Records for the task:
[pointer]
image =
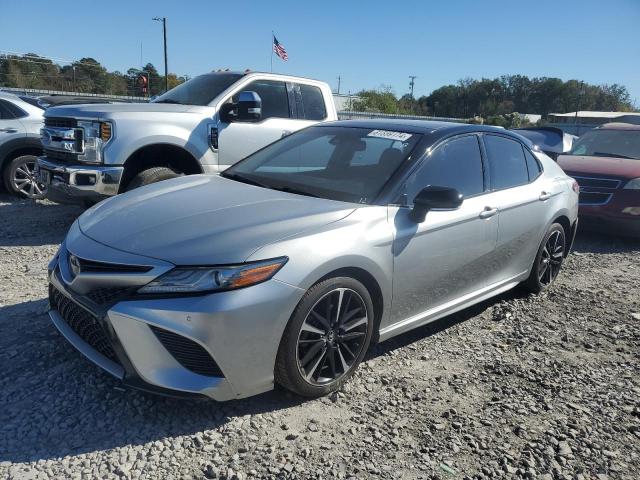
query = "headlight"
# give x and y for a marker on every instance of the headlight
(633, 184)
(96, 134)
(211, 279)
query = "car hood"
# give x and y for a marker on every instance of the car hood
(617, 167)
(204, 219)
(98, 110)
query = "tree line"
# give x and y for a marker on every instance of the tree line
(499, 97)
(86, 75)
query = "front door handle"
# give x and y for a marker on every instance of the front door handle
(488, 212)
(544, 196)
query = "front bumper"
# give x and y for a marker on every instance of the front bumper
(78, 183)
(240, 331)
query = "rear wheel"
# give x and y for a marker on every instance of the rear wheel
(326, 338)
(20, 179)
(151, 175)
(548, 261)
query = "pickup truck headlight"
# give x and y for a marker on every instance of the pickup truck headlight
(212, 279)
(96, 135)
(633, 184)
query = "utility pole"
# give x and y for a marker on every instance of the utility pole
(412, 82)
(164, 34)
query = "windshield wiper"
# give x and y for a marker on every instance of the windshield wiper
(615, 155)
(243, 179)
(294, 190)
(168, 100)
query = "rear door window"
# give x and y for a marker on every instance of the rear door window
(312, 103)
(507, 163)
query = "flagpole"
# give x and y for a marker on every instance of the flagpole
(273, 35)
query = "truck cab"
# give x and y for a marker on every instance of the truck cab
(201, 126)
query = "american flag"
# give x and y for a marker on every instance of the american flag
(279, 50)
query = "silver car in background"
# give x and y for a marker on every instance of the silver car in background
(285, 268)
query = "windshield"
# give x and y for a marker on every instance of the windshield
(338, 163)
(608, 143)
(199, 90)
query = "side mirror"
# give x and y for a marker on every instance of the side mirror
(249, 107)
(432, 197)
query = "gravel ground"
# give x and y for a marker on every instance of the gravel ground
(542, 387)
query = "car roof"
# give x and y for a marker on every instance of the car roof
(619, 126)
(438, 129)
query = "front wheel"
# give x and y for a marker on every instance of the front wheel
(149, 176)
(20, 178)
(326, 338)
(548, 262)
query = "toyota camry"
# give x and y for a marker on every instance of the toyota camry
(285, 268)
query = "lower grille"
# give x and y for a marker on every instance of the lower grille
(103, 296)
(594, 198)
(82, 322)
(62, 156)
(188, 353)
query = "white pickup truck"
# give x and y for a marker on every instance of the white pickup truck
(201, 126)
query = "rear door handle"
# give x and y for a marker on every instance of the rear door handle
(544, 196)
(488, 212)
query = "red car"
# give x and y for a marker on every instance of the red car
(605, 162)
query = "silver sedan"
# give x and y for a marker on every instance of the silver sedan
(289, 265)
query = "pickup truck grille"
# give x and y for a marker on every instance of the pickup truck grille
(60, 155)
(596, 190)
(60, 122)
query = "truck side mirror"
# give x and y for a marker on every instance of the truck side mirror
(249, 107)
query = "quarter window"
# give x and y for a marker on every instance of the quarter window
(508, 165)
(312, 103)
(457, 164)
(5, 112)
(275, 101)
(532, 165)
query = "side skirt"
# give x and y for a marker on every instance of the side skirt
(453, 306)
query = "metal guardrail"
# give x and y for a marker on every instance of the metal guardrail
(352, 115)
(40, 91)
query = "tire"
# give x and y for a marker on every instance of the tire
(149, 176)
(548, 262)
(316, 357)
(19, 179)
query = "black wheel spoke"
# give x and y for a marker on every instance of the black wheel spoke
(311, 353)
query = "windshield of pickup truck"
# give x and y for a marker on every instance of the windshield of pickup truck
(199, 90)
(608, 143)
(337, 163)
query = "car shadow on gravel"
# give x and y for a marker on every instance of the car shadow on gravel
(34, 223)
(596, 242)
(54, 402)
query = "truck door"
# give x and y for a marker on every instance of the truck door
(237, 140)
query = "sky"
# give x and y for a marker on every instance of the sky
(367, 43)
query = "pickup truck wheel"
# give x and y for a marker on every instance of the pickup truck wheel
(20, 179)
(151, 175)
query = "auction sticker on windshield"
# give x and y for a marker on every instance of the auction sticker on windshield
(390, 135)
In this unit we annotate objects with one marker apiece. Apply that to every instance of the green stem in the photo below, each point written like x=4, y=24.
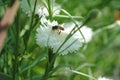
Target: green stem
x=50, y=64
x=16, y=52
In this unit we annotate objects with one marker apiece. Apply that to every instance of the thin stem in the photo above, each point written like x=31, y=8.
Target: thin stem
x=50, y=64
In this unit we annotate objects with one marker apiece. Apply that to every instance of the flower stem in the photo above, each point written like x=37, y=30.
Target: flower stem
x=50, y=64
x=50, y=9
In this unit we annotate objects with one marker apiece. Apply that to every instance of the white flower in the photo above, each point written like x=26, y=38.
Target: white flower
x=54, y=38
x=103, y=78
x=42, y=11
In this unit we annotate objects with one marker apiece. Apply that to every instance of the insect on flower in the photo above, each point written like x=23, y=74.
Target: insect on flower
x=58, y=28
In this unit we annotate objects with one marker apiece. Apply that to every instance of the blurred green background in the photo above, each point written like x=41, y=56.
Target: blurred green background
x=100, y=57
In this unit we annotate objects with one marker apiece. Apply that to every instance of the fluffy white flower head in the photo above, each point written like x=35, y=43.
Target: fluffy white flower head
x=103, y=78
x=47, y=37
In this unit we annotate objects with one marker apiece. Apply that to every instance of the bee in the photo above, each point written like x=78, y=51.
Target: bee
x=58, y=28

Given exercise:
Give back each entry exactly as it appears, with no pictures.

Result for this task:
[pointer]
image =
query = "headlight"
# give x and y for a marker on every instance of the headlight
(633, 184)
(96, 134)
(211, 279)
query = "car hood"
# give x and y for a marker on every instance of the car hood
(617, 167)
(204, 219)
(98, 110)
query = "tree line"
# give x and y for a marker on every instance of the tree line
(499, 97)
(86, 75)
query = "front door handle"
# give x and y for a marker on every instance of the front door handle
(488, 212)
(544, 196)
query = "front bumper"
# give x and y for a marker on every instance of the front bumper
(78, 183)
(240, 331)
query = "rear wheel"
# give x and y for a marker on every instance of the rear wheel
(326, 338)
(20, 179)
(151, 175)
(548, 261)
query = "pickup truck headlight"
# give x and y for a marker on every instance of the pickup truck headlight
(212, 279)
(96, 135)
(633, 184)
query = "utility pole"
# give x and y for a marker on every instance of the utility pole
(412, 82)
(164, 34)
query = "windshield wiper"
# give x and y for a marker on every instance of the windshield wiper
(615, 155)
(243, 179)
(294, 190)
(168, 100)
query = "rear door window"
# give x and y for a marker on every instance of the rear door window
(312, 103)
(507, 163)
query = "flagpole"
# give x and y for a marker on every instance of the flagpole
(273, 35)
query = "truck cab"
# give x and y for a marker on every instance of the truck cab
(201, 126)
query = "american flag"
# give x and y for a marker on every instance of the american flag
(279, 50)
query = "silver car in background"
# give x and y for a marker on every instance of the silver car in background
(285, 268)
query = "windshield"
# give x and y for a marker on every instance of the windshield
(338, 163)
(608, 143)
(199, 90)
query = "side mirror"
# give x and y for a marker on every instance of the side mirror
(249, 107)
(432, 197)
query = "gravel ground"
# give x and y for a marker on every instance of the gravel ground
(542, 387)
query = "car roof"
# give x and y for a marker on every instance of the car roof
(619, 126)
(438, 129)
query = "front wheel"
# give x and y for a marker on every instance of the front wheel
(149, 176)
(20, 178)
(326, 338)
(548, 262)
query = "toyota camry"
# give x and y for a marker on every instance of the toyota camry
(285, 268)
query = "lower grille"
# give x and y for a marker on every instance of the lower grille
(103, 296)
(594, 198)
(82, 322)
(62, 156)
(188, 353)
query = "white pickup truck"
# give x and y for a marker on every instance of the white pickup truck
(201, 126)
query = "rear door handle"
# give x and y for a marker on every instance of the rear door handle
(544, 196)
(488, 212)
query = "red car"
# give x and y for a marker on every instance of the red car
(605, 162)
query = "silver sedan"
# give x and y for a marker on every instance of the silver sedan
(289, 265)
query = "pickup truck grille"
# give x and y for a marker on every instance of the pickup truck grille
(60, 155)
(596, 190)
(60, 122)
query = "truck side mirror"
# give x and y for a marker on every instance of the truck side mirror
(249, 107)
query = "quarter window"
# give x and y for a marker on every instance of the quarter window
(508, 165)
(312, 103)
(457, 164)
(5, 112)
(275, 101)
(532, 165)
query = "side skirt"
# give x and y for a marker on every instance of the side skirt
(453, 306)
query = "metal guardrail"
# give x and y for a marker on every instance of the metal guardrail
(352, 115)
(40, 91)
query = "tire"
# give x and y for a marker on every instance of the tire
(149, 176)
(548, 262)
(316, 357)
(19, 179)
query = "black wheel spoke"
# give x and y for a marker on every instance of the black wheel spoke
(311, 353)
query = "windshield of pickup truck"
# give x and y for a marker on every instance of the windshield of pickup truck
(199, 90)
(608, 143)
(337, 163)
query = "car shadow on gravel"
# give x and y for a marker on every instance of the car shadow on gravel
(34, 223)
(596, 242)
(54, 402)
query = "truck door"
# give x and y for a marker on every instance of the truck door
(237, 140)
query = "sky"
# give x and y for a marker on every instance of the sky
(367, 43)
query = "pickup truck wheel"
# give x and y for a marker on every instance of the pickup truck wheel
(20, 179)
(151, 175)
query = "auction sticker on windshield"
# give x and y for a marker on every instance of the auction sticker on windshield
(390, 135)
In this unit we annotate objects with one marker apiece. Apply that to every instance of the green stem in the photo below, each point written like x=4, y=24.
Target: green stem
x=50, y=64
x=16, y=52
In this unit we annotate objects with one marker apiece. Apply that to every instance of the thin stem in the photo above, each point written like x=31, y=8.
Target: thin stem
x=50, y=64
In this unit we annotate objects with one marker apiece. Apply that to every instance of the flower stem in the photo above, each point written like x=37, y=30.
Target: flower stem
x=50, y=64
x=50, y=9
In this unit we annotate objects with one marker apiece. Apply that to every instance of the white flower in the photo above, each point written like x=26, y=38.
Target: white flower
x=54, y=38
x=103, y=78
x=42, y=11
In this unit we annotate objects with one marker apiece. Apply that to every instance of the insect on flower in the photo above, each point written like x=23, y=74.
Target: insect on flower
x=58, y=28
In this unit we annotate objects with one marker apiece. Apply that to every instance of the blurred green background in the photo above, each point written like x=41, y=56.
Target: blurred green background
x=100, y=57
In this unit we annotate objects with one marker apiece. Apply that to every instance of the fluffy white flower head in the photo above, each point written like x=35, y=43.
Target: fluffy white flower head
x=103, y=78
x=47, y=37
In this unit we annotate objects with one marker apiece. Apply that to every instance of the bee in the photo above, each point written like x=78, y=51.
Target: bee
x=58, y=28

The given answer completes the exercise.